= What the exercise asks =
Rewrite every line of the records from the line containing "form: point(327, 175)." through the end of the records, both ends included. Raise each coordinate in the answer points by 76 and leave all other numbers as they are.

= Data extract =
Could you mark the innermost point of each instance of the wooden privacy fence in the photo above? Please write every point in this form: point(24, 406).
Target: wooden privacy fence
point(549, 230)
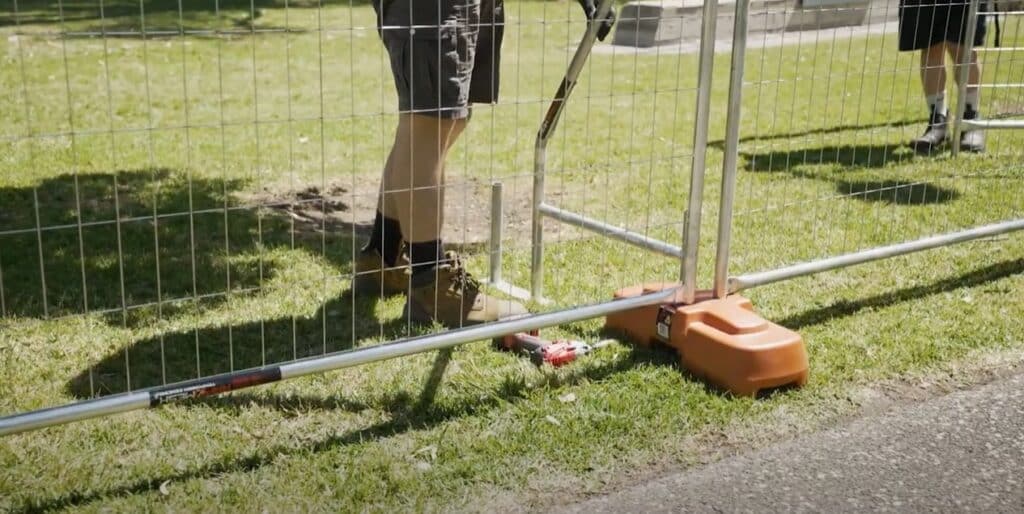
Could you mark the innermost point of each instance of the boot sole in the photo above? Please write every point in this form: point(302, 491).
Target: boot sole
point(923, 148)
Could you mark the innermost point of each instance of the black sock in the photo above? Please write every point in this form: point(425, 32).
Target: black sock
point(386, 239)
point(425, 256)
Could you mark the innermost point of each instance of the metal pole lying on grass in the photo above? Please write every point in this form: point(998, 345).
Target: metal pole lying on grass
point(691, 234)
point(544, 135)
point(156, 396)
point(738, 284)
point(964, 73)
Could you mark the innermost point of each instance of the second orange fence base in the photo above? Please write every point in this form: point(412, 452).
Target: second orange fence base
point(721, 340)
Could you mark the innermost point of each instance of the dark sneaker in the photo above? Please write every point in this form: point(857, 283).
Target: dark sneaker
point(371, 279)
point(972, 139)
point(452, 297)
point(934, 135)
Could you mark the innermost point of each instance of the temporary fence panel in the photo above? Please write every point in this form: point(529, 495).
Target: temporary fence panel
point(192, 185)
point(818, 171)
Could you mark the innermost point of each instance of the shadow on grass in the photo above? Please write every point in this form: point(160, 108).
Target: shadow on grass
point(88, 243)
point(119, 241)
point(720, 143)
point(408, 413)
point(197, 353)
point(846, 308)
point(895, 191)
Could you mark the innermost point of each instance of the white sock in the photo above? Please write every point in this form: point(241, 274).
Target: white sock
point(937, 102)
point(973, 96)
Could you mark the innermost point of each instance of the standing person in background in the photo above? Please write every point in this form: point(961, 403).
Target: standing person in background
point(444, 55)
point(937, 28)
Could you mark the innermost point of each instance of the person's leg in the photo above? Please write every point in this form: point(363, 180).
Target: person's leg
point(973, 91)
point(933, 80)
point(971, 140)
point(414, 184)
point(933, 77)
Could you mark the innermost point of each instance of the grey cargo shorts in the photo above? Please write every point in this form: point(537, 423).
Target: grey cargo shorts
point(445, 54)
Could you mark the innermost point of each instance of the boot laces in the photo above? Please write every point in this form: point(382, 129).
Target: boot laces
point(461, 280)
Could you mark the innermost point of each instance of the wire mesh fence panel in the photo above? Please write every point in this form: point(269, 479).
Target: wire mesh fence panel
point(186, 189)
point(832, 160)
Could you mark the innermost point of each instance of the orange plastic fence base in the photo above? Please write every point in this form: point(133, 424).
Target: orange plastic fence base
point(720, 340)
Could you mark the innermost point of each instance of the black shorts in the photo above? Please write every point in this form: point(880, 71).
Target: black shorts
point(926, 23)
point(444, 54)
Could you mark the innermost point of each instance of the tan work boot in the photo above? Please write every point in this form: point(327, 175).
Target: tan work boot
point(372, 280)
point(452, 297)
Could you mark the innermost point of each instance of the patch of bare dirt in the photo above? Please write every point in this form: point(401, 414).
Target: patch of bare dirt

= Task answer =
Could you mark the innermost point of each instance of the tan work boot in the photo above? Please write every point in this form: point(327, 175).
Target: tan work boot
point(448, 356)
point(528, 373)
Could you mark the innermost point of each instance of the patch of bare dirt in the photo above? Please write every point in this form: point(401, 414).
Target: patch of bare dirt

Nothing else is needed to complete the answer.